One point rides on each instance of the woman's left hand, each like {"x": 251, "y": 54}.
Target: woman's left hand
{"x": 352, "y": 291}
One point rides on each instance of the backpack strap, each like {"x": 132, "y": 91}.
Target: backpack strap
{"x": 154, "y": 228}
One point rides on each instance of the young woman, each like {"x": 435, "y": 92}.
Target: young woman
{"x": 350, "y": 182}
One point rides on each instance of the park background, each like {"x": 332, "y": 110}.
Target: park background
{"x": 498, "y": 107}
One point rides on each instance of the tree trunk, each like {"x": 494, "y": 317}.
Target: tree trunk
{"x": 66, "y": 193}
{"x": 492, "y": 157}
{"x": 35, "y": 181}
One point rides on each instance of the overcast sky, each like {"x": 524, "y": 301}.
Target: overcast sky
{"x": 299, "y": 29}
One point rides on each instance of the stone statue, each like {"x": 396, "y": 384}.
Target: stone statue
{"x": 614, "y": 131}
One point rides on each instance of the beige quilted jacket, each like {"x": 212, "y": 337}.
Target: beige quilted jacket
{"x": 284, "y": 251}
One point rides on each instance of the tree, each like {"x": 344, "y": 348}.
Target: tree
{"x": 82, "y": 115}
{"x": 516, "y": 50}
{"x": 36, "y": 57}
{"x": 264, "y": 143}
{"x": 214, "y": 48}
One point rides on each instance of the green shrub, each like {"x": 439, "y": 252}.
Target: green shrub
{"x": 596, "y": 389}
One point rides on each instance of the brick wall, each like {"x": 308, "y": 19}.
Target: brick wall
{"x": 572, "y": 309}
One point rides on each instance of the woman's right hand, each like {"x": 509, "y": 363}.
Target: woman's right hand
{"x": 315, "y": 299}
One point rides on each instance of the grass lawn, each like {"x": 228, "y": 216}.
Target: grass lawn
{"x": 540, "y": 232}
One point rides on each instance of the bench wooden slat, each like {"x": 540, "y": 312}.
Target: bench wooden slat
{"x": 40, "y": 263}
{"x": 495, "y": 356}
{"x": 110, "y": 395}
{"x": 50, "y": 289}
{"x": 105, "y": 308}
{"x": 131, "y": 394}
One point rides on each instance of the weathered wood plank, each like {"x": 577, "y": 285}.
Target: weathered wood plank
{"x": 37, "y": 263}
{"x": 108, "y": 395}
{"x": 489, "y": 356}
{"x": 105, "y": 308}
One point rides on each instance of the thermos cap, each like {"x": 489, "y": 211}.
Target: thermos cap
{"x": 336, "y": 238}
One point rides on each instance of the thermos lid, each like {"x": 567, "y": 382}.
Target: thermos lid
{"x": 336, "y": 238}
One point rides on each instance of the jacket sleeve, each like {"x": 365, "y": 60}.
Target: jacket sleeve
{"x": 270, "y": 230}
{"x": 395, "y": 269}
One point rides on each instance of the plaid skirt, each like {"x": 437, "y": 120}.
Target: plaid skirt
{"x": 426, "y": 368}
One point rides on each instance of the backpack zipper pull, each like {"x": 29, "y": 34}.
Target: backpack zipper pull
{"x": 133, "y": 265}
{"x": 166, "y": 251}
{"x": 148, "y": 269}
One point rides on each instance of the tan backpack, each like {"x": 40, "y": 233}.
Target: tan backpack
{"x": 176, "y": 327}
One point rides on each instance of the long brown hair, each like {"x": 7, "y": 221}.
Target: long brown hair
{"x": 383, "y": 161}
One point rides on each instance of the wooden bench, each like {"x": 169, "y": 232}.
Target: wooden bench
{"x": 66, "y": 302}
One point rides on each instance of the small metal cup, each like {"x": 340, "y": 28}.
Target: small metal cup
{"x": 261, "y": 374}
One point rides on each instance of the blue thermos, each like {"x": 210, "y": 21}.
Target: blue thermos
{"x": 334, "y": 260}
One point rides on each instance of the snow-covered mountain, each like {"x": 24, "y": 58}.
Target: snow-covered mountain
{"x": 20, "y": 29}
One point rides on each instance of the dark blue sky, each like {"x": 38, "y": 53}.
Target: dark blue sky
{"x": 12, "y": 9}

• • •

* [Exercise details]
Return the material above in full, exactly as written.

* [Answer for the task]
One point rides on each instance of the woman's left hand, each like {"x": 251, "y": 54}.
Target: woman's left hand
{"x": 352, "y": 291}
One point rides on each instance of the backpack strap, each like {"x": 132, "y": 91}.
Target: backpack strap
{"x": 154, "y": 228}
One point rides on each instance of the young woman, each like {"x": 435, "y": 92}.
Target: young woman
{"x": 350, "y": 182}
One point rides on each instance of the park background, each like {"x": 332, "y": 110}.
Target: park background
{"x": 498, "y": 107}
One point rides on each instance of the tree trunk, each like {"x": 494, "y": 317}.
Target: tree trunk
{"x": 66, "y": 193}
{"x": 492, "y": 157}
{"x": 35, "y": 181}
One point rides on each instance of the overcast sky, each like {"x": 524, "y": 301}.
Target: overcast sky
{"x": 299, "y": 29}
One point rides on each instance of the stone statue, each like {"x": 396, "y": 384}.
Target: stone statue
{"x": 614, "y": 131}
One point rides on each instance of the beige quilted jacket, each like {"x": 212, "y": 337}.
Target: beige quilted jacket
{"x": 284, "y": 251}
One point rides on each instance of the tree, each like {"x": 344, "y": 348}.
Target: tree
{"x": 82, "y": 115}
{"x": 516, "y": 50}
{"x": 36, "y": 57}
{"x": 264, "y": 143}
{"x": 214, "y": 48}
One point rides on each instance of the green shrub, each like {"x": 439, "y": 252}.
Target: green shrub
{"x": 596, "y": 389}
One point rides on each instance of the brick wall, each like {"x": 308, "y": 19}.
Target: brick wall
{"x": 572, "y": 309}
One point rides on each instance of the woman's right hand, each like {"x": 509, "y": 363}.
Target: woman's right hand
{"x": 315, "y": 299}
One point rides on each instance of the grass lawn, each like {"x": 228, "y": 216}.
Target: grass lawn
{"x": 540, "y": 232}
One point rides on each instance of the bench wooden slat, each like {"x": 540, "y": 312}.
Target: bench wooden slat
{"x": 40, "y": 263}
{"x": 495, "y": 356}
{"x": 110, "y": 395}
{"x": 50, "y": 289}
{"x": 105, "y": 308}
{"x": 131, "y": 394}
One point rides on each instance of the weathered wood plank, each like {"x": 577, "y": 285}.
Target: weathered wood plank
{"x": 37, "y": 263}
{"x": 108, "y": 395}
{"x": 489, "y": 356}
{"x": 105, "y": 308}
One point rides on each instance of the thermos cap, each like {"x": 489, "y": 211}.
Target: thermos cap
{"x": 336, "y": 238}
One point rides on each instance of the thermos lid, each like {"x": 567, "y": 382}.
Target: thermos lid
{"x": 336, "y": 238}
One point rides on each instance of the jacket sleeve, each like {"x": 365, "y": 60}.
Target: jacket sleeve
{"x": 270, "y": 230}
{"x": 395, "y": 269}
One point rides on each instance of the plaid skirt, each like {"x": 437, "y": 120}.
Target: plaid skirt
{"x": 426, "y": 368}
One point rides on each instance of the backpack zipper pull, each like {"x": 29, "y": 34}.
Target: backpack zipper pull
{"x": 133, "y": 265}
{"x": 166, "y": 251}
{"x": 148, "y": 269}
One point rides on each instance of the tan backpack, each like {"x": 40, "y": 233}.
Target: tan backpack
{"x": 176, "y": 327}
One point rides on each instance of the long brown hair, each like {"x": 7, "y": 221}.
Target: long brown hair
{"x": 383, "y": 161}
One point rides on each instance of the wooden bench, each like {"x": 169, "y": 232}.
Target: wooden bench
{"x": 66, "y": 302}
One point rides on each instance of the small metal cup, each like {"x": 340, "y": 28}.
Target: small metal cup
{"x": 261, "y": 374}
One point rides on each instance of the blue thermos, each like {"x": 210, "y": 21}.
Target: blue thermos
{"x": 334, "y": 260}
One point rides on each instance of the snow-covered mountain, each like {"x": 24, "y": 58}.
Target: snow-covered mountain
{"x": 20, "y": 29}
One point rides on each instance of the dark blue sky, each like {"x": 38, "y": 53}.
Target: dark blue sky
{"x": 12, "y": 9}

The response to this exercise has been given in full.